* Istruzioni:
- 1) Riporta tutte le domande che compaiono nel paragrafo del testo sulle priorità digitali delle Pmi che comincia con «Quanto intendono investire».
- 2) Nel testo sulle priorità digitali delle Pmi, trasforma in un elenco puntato più breve il paragrafo che inizia con «il 75% delle imprese considera», conservandone i fatti principali.

* Testo di lettura:
Attraverso la survey e le interviste, la ricerca ha identificato le priorità digitali che le Pmi italiane considerano irrinunciabili nell’immediato e quelle considerate indispensabili a tendere, nei prossimi 3 anni.
L’innovazione nella trasformazione
Quanto intendono investire e con quali priorità in termini di innovazione digitale le piccole e medie aziende oggi? Quali applicativi e competenze cercano oggi e nel prossimo futuro? Quali saranno i trend dell’innovazione nelle imprese da qui ai prossimi tre anni?
L’emergenza ha imposto gli applicativi digitali per la collaboration come priorità per le Pmi, ma non solo per lo smart working.
il 75% delle imprese considera come prioritaria la collaboration, intesa come la necessità di digitalizzare i percorsi di comunicazione e socializzazione delle informazioni e della conoscenza aziendale. Da notare che la priorità non si riferisce solo ai processi interni, l’esigenza cioè non è solo quella di ottimizzare lo smart working, ma riguarda tutti i processi trasversali anche esterni all’azienda: per esempio per gestire in modo più sostenibile e agile anche i rapporti con i partner e i fornitori esterni.
Ridurre i costi, aumentare la produttività con gli applicativi digitali per la logistica e la gestione del magazzino. Le iniziative correlate all’automazione, l’accelerazione delle operazioni di prelievo e dei percorsi di picking sono gli ambiti applicativi digitali prioritari per la maggior parte delle aziende, pari al 74% del campione considerato.

* Voci del dataset:
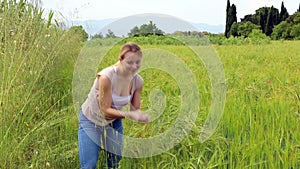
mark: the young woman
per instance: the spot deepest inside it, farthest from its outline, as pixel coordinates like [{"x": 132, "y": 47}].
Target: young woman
[{"x": 101, "y": 114}]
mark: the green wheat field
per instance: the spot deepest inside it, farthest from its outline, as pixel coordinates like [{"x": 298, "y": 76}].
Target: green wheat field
[{"x": 259, "y": 127}]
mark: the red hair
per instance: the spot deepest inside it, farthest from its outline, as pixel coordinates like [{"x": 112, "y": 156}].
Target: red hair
[{"x": 129, "y": 47}]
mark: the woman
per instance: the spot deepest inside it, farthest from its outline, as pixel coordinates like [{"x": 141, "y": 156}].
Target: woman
[{"x": 101, "y": 114}]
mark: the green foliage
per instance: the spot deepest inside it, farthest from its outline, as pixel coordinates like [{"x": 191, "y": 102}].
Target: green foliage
[
  {"x": 258, "y": 38},
  {"x": 245, "y": 28},
  {"x": 295, "y": 31},
  {"x": 145, "y": 30},
  {"x": 36, "y": 62},
  {"x": 230, "y": 18},
  {"x": 97, "y": 35},
  {"x": 234, "y": 29},
  {"x": 110, "y": 34},
  {"x": 79, "y": 32},
  {"x": 282, "y": 31},
  {"x": 283, "y": 15}
]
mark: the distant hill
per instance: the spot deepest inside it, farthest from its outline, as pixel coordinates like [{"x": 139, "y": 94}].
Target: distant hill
[{"x": 122, "y": 26}]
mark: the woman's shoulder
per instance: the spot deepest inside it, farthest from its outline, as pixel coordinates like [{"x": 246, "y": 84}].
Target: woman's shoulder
[
  {"x": 108, "y": 71},
  {"x": 138, "y": 81}
]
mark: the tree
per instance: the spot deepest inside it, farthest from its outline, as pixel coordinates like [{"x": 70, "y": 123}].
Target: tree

* Risultati degli esercizi:
- 1)
- Quanto intendono investire e con quali priorità in termini di innovazione digitale le piccole e medie aziende oggi?
- Quali applicativi e competenze cercano oggi e nel prossimo futuro?
- Quali saranno i trend dell'innovazione nelle imprese da qui ai prossimi tre anni?

- 2)
- Il 75% delle imprese considera prioritaria la collaboration.
- Con collaboration si intende la digitalizzazione dei percorsi di comunicazione e socializzazione delle informazioni e della conoscenza aziendale.
- La priorità non riguarda solo i processi interni né solo l'ottimizzazione dello smart working.
- Si estende a tutti i processi trasversali, anche esterni all'azienda, come la gestione più sostenibile e agile dei rapporti con partner e fornitori esterni.